• [THE PROBLEM] What follows are records. Restate all of them word for word.

Object location annotation data:

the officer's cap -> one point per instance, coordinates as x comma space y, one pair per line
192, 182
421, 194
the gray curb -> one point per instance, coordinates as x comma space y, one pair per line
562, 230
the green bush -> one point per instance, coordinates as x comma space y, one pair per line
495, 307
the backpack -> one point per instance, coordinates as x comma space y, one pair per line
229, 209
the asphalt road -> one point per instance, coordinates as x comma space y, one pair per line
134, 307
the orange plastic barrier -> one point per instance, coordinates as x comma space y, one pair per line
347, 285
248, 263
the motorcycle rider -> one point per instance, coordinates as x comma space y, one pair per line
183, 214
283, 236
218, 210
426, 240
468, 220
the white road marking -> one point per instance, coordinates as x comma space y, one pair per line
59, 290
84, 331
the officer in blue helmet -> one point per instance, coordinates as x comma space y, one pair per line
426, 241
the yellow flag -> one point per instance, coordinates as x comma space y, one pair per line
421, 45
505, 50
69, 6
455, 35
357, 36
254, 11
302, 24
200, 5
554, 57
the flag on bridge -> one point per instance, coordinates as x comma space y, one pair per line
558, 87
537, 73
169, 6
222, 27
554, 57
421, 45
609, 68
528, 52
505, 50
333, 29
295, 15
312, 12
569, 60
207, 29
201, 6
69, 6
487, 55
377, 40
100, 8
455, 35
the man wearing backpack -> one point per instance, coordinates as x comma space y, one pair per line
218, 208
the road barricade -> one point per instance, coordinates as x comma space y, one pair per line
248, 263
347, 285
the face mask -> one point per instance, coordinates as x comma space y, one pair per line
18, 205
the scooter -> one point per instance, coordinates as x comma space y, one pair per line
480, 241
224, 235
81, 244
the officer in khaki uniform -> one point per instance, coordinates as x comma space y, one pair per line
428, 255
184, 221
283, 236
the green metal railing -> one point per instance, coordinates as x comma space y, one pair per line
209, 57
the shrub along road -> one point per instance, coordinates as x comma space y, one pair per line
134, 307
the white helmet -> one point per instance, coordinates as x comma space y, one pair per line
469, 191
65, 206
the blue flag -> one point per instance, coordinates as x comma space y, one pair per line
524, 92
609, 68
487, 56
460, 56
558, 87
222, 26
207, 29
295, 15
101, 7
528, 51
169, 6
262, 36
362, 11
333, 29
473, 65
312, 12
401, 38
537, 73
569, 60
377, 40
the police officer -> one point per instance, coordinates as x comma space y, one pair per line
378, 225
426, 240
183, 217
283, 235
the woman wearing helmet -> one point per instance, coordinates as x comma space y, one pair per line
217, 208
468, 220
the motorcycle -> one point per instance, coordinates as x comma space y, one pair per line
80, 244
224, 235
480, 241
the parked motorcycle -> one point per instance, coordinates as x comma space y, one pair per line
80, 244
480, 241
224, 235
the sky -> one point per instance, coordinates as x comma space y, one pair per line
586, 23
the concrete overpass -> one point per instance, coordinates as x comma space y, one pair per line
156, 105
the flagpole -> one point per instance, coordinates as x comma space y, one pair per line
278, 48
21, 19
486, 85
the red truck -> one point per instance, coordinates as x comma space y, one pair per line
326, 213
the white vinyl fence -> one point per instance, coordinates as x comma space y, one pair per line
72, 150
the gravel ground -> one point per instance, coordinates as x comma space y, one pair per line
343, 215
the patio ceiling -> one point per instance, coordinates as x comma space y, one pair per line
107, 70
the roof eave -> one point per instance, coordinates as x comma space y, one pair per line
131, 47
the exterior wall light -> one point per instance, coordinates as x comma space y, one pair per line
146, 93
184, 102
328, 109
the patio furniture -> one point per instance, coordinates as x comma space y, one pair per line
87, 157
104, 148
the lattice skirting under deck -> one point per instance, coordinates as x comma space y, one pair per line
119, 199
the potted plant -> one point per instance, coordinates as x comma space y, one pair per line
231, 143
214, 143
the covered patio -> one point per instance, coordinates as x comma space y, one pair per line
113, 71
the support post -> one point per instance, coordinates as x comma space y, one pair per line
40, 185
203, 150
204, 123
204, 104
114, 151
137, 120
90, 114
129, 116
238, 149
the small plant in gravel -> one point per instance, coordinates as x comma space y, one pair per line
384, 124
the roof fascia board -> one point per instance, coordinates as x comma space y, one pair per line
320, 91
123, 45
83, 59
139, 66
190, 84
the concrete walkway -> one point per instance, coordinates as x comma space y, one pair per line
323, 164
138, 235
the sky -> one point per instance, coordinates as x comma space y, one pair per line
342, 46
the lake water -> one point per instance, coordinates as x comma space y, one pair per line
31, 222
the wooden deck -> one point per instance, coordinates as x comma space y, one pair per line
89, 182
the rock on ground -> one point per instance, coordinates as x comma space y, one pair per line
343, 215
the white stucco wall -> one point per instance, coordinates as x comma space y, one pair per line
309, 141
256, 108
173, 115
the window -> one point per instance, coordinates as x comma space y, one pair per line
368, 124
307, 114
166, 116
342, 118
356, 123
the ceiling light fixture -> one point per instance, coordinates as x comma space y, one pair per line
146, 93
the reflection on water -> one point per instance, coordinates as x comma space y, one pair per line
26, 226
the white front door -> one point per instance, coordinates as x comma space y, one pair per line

• [RIGHT ANSWER]
the officer's cap -> one point per instance, coordinates as x comma space y, one pair per line
192, 182
421, 194
the gray curb -> one point per instance, coordinates as x comma space y, one pair per line
562, 230
the green bush -> one point per instance, coordinates as x comma space y, one pair per line
495, 307
the backpack -> one point per instance, coordinates as x comma space y, one pair per line
229, 209
the asphalt road -> one point per instance, coordinates as x comma space y, one pair per line
134, 307
the orange plastic barrier -> one point per instance, coordinates as x comma space y, one pair per line
347, 285
248, 263
the motorcycle rider -> one point per instance, coordinates as x comma space y, one pair per line
183, 214
283, 236
218, 210
426, 240
468, 220
the white road marking -> one point per instance, coordinates as x comma space y, one pair per line
59, 290
84, 331
the officer in blue helmet -> one point per instance, coordinates as x comma space y, one pair per line
426, 241
the yellow flag -> one point per instance, coordinates as x comma space y, one pair per line
421, 45
505, 50
69, 6
455, 35
357, 36
254, 11
302, 24
200, 5
554, 57
the flag on bridge -> one point per instance, coordinates as x comma space y, one pair per line
558, 87
537, 73
169, 6
222, 27
554, 57
421, 45
609, 68
528, 52
505, 50
333, 29
295, 15
312, 12
569, 60
207, 29
201, 6
69, 6
487, 55
377, 40
100, 8
455, 35
the man wearing backpack -> one point per instance, coordinates as x comma space y, one pair per line
218, 208
the road barricade -> one point per instance, coordinates as x comma space y, one pair per line
248, 263
347, 285
the face mask -> one point per instance, coordinates as x comma space y, one pair per line
18, 205
the scooter -> one point per instance, coordinates as x comma space y, one pair per line
480, 241
224, 235
81, 244
the officer in khaki uniform -> one point per instance, coordinates as x comma space y, one pair per line
428, 255
184, 221
283, 236
the green metal railing -> one point per instance, coordinates as x comma space y, one pair per line
209, 57
the shrub along road -> one point per instance, coordinates as x comma space y, one pair per line
134, 307
the white helmet -> one point per instance, coordinates as x comma space y, one pair per line
469, 191
65, 206
the blue flag -> one point per instance, coordinates as x comma space y, one pair per line
524, 92
609, 68
487, 56
460, 56
558, 87
222, 26
207, 29
295, 15
101, 7
528, 51
169, 6
262, 36
362, 11
333, 29
473, 65
312, 12
401, 38
537, 73
569, 60
377, 40
the police officer -> one point per instance, coordinates as x comma space y, one pair per line
378, 225
426, 240
183, 217
283, 235
the woman wearing helmet -> one point per instance, coordinates as x comma space y, one pair per line
217, 208
468, 220
the motorcycle -> one point per instance, coordinates as x comma space y, one pair per line
80, 244
224, 235
480, 241
the parked motorcycle -> one point per instance, coordinates as x comma space y, one pair per line
80, 244
480, 241
224, 235
the sky -> one point per instance, coordinates as x comma space y, one pair per line
586, 23
the concrete overpass -> one point per instance, coordinates as x comma space y, one pair per line
156, 105
the flagpole -> one point per instance, coordinates as x comma space y, one pair per line
278, 48
21, 19
486, 85
the red truck -> one point per instance, coordinates as x comma space y, one pair per line
326, 213
the white vinyl fence -> one point per instance, coordinates as x comma space y, one pair per line
72, 150
the gravel ground -> one point per instance, coordinates as x comma space y, one pair per line
343, 215
the patio ceiling -> one point per instance, coordinates as x comma space y, one pair per line
107, 70
the roof eave -> one point per instance, coordinates as x comma space y, one pair per line
131, 47
the exterior wall light -> one point per instance, coordinates as x comma space y, one pair per line
146, 93
184, 102
328, 109
the patio furniture -> one point per instance, coordinates as x comma space y, one pair per line
87, 157
104, 148
the lattice skirting under deck -> one point per instance, coordinates as x comma space y, one pair per line
119, 199
the potted plant -> one point per instance, coordinates as x comma space y, one pair per line
231, 143
214, 143
the covered patio -> one point per instance, coordinates as x comma space y, one pair per line
113, 71
the support post -> one point per instance, coordinates as x comma space y, one pair per line
40, 185
203, 150
204, 123
204, 104
114, 151
137, 120
90, 114
129, 116
238, 149
the small plant in gravel -> one point per instance, coordinates as x comma space y, one pair per line
384, 124
the roof fascia board -> one point per instance, coordinates as x comma space y, one pair per line
320, 91
123, 45
83, 59
139, 66
190, 84
the concrete walkway -> one point per instance, coordinates as x comma space y, one pair per line
323, 164
138, 235
the sky -> one point per instance, coordinates as x comma space y, one pair per line
342, 46
the lake water -> one point per instance, coordinates as x comma space y, one pair per line
31, 222
the wooden deck -> one point per instance, coordinates as x comma space y, one pair per line
89, 182
the rock on ground -> one point per instance, coordinates as x comma space y, one pair per line
343, 215
the white stucco wall -> one point per instance, coordinates as x comma space y, one pair per line
309, 141
256, 108
173, 115
the window -> one point per instance, coordinates as x comma space y, one pair per line
368, 124
307, 114
166, 116
342, 118
356, 123
the ceiling light fixture -> one point per instance, coordinates as x comma space y, one pair per line
146, 93
the reflection on water -> one point per instance, coordinates as x comma space y, one pair per line
26, 226
the white front door -> one point per instance, coordinates as x comma space y, one pair per line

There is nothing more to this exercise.